* [WHAT YOU WILL DO] Copy each of the following records word for word, without changing anything.

[Data records]

((

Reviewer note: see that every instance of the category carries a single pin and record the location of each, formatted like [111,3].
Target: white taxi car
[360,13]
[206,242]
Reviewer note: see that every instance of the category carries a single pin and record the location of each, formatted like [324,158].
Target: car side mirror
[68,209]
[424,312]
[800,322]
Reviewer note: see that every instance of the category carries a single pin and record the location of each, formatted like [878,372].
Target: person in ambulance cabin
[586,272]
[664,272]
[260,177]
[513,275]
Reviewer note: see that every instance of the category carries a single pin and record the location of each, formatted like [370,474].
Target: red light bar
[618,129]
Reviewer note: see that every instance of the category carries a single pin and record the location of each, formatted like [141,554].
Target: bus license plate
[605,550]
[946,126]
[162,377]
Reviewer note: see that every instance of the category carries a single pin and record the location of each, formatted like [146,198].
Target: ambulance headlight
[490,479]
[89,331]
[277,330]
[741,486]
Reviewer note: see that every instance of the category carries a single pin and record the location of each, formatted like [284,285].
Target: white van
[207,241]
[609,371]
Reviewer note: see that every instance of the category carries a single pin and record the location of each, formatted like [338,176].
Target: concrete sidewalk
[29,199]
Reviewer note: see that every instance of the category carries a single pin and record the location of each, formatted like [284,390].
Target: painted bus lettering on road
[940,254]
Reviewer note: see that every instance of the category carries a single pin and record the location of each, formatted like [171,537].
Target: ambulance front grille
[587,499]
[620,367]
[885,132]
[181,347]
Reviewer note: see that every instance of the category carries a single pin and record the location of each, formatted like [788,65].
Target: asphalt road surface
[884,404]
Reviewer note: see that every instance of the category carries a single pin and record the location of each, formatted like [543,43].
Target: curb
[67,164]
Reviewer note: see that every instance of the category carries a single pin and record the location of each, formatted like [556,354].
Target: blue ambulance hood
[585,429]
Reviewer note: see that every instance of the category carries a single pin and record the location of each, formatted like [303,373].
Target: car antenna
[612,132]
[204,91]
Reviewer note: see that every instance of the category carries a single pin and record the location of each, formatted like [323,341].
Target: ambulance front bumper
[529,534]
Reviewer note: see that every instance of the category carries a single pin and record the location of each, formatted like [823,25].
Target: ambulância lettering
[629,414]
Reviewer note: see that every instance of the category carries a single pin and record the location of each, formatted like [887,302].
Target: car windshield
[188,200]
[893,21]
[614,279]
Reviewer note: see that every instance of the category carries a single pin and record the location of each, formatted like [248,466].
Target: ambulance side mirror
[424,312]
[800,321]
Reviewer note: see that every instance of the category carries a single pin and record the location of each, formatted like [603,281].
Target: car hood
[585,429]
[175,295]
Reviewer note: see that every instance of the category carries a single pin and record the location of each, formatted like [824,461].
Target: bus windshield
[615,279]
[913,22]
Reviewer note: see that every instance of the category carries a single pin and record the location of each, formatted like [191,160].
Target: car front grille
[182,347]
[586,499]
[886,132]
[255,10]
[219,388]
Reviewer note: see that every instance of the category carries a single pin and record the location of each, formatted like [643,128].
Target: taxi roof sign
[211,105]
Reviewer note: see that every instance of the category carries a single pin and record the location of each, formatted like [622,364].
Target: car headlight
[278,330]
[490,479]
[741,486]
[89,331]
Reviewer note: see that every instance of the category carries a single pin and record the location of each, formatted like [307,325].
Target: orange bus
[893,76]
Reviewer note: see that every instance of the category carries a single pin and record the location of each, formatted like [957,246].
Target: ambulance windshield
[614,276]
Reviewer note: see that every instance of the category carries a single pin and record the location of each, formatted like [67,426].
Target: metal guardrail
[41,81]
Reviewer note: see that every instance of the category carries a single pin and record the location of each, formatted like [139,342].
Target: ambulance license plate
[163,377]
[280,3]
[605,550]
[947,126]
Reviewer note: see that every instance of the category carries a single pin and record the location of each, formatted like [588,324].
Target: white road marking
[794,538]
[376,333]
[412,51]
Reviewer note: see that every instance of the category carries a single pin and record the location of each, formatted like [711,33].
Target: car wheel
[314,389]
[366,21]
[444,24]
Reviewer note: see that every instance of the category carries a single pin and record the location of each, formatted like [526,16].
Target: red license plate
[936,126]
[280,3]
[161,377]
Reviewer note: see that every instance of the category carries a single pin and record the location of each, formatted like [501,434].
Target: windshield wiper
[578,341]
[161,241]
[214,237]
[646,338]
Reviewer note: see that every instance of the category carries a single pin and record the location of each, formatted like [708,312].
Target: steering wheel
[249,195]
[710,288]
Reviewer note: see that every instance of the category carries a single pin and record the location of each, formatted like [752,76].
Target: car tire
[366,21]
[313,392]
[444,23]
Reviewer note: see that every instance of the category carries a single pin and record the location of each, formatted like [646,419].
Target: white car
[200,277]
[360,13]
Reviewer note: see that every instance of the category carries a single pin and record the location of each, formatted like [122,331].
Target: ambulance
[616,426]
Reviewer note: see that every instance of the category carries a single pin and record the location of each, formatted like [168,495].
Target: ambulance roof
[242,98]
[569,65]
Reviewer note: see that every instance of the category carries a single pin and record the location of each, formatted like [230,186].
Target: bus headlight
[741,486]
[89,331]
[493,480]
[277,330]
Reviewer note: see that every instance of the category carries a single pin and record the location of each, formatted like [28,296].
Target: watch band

))

* [SOLUTION TO THIS EXERCISE]
Reviewer note: see that every instance of the category carries a single pin and record the location of each, formatted like [111,3].
Target: white taxi car
[360,13]
[206,242]
Reviewer note: see that every instance of the category carries a single pin and record the location of each, formatted like [324,158].
Target: car side mirror
[68,209]
[424,312]
[800,322]
Reviewer note: see that every instance of the category carries a single pin and record the location of each, formatted like [878,372].
Target: person in ambulance cabin
[586,272]
[664,272]
[260,177]
[513,275]
Reviewer note: see that every instance of the category carries a single pin and record the location of each, formatted like [370,474].
Target: red light bar
[618,129]
Reviewer note: see that every instance of the category carries a single pin and record the location of each, formatted like [141,554].
Target: bus license plate
[605,550]
[946,126]
[162,377]
Reviewer note: see that every instance of the category carries a single pin and record the location of each, formatted like [146,198].
Target: ambulance headlight
[490,479]
[89,331]
[277,330]
[741,486]
Reviewer note: see that every instance of the category carries a single pin and record the location of each, formatted like [284,285].
Target: white van
[207,241]
[609,371]
Reviewer note: see that every instance of the category carries a single pin and record the location of each, formatted like [338,176].
Target: concrete sidewalk
[29,199]
Reviewer note: see that every instance of the category carries a single pin and record the location of each, formatted like [284,390].
Target: painted bus lettering on road
[940,254]
Reviewer note: see that every instance of the category carries a single pin and record the location of each, formatted like [171,537].
Target: ambulance front grille
[587,499]
[620,367]
[885,132]
[181,347]
Reviewer note: see that every instance of the category carries a single pin and record the location of each, formatted like [788,65].
Target: asphalt road surface
[884,404]
Reviewer note: see that every instance of the category carries a single pin and record the location of each, formatted like [543,43].
Target: curb
[67,164]
Reviewer note: see that every instance of the category carries a single pin and record the location of each, formatted like [556,354].
Target: blue ambulance hood
[585,429]
Reviewer note: see that every instance of the category carries a single pin and record the location of each, formatted like [303,373].
Target: car antenna
[612,132]
[204,91]
Reviewer note: see that every instance of the category carries a single pin and record the location of each, formatted like [323,341].
Target: ambulance front bumper
[529,534]
Reviewer note: see that every instance of the category carries a single pin and record the location of each, formatted like [823,25].
Target: ambulância lettering
[629,414]
Reviewer note: see that every instance of the category carries a single pin and record the location of each, formatted like [887,302].
Target: car windshield
[188,200]
[893,21]
[614,279]
Reviewer note: see that every instance of the category carries a single pin and record the location of each, formatted like [248,466].
Target: ambulance side mirror
[424,312]
[800,321]
Reviewer note: see that every instance of the category carries a single pin and record the location of each, formatted like [603,281].
Target: car hood
[585,429]
[175,295]
Reviewer note: see that every instance of the category carries a single pin and record the location of each, formatted like [824,461].
Target: bus windshield
[615,279]
[913,22]
Reviewer note: see that every instance of the category carries a single pin and record the location of each, formatted like [191,160].
Target: car front grille
[182,347]
[586,499]
[886,132]
[255,10]
[219,388]
Reviewer note: see that every instance of the category carries a single pin and record the location of each, formatted like [643,128].
Target: taxi roof sign
[211,105]
Reviewer note: see that every instance of the category carries a single pin and record the location of each, formatted like [622,364].
Target: car headlight
[278,330]
[490,479]
[741,486]
[89,331]
Reviewer note: see that every instance of the category carries a single pin and record the location of each, formatted like [307,325].
Target: orange bus
[893,76]
Reviewer note: see that every instance of the category carries a single pin and record the location of each, formatted like [957,246].
Target: ambulance windshield
[614,276]
Reviewer note: see that every instance of the category carries a single pin and record the location of each, formatted like [67,426].
Target: metal guardrail
[41,81]
Reviewer note: see that every instance of the category carries a single pin and record the location of each, formatted like [139,342].
Target: ambulance license plate
[163,377]
[280,3]
[605,550]
[947,126]
Reviewer note: see that every instance of the category carries a single pin and record the location of each, formatted like [588,324].
Target: white road marking
[794,538]
[376,333]
[412,51]
Reviewer note: see that every instance of the category carries a single pin and record the location of each, formatted like [711,33].
Target: car wheel
[314,389]
[366,21]
[444,24]
Reviewer note: see that every instance of the category carries a single pin and record the location of each, formatted like [526,16].
Target: red license plate
[936,126]
[280,3]
[161,377]
Reviewer note: see that every instance of the category carries a single pin and record the location of each, formatted like [501,434].
Target: windshield wiper
[578,341]
[161,241]
[214,237]
[646,338]
Reviewer note: see that every instance of the category carries a single pin and record the location of each, formatted like [708,312].
Target: steering wheel
[249,195]
[710,288]
Reviewer note: see that every instance of the category carries a single pin and record the location of each, formatted like [752,76].
Target: car tire
[366,21]
[313,392]
[444,23]
Reviewer note: see that every instance of the category carries a single pin and record the location of each, formatted like [646,419].
Target: white car
[200,277]
[360,13]
Reviewer note: see that every instance of the category carries a single pin and record the location of each, formatted like [122,331].
Target: ambulance
[616,426]
Reviewer note: see that every instance of the category carries a single pin and record the location of each, formatted like [168,495].
Target: ambulance roof
[242,98]
[569,65]
Reviewer note: see that every instance of the category carries a single pin and record the location of each, formatted like [230,186].
Target: bus headlight
[741,486]
[89,331]
[493,480]
[277,330]
Reviewer note: see that every instance of the category carries a single pin and record the location of each, formatted like [28,296].
Target: watch band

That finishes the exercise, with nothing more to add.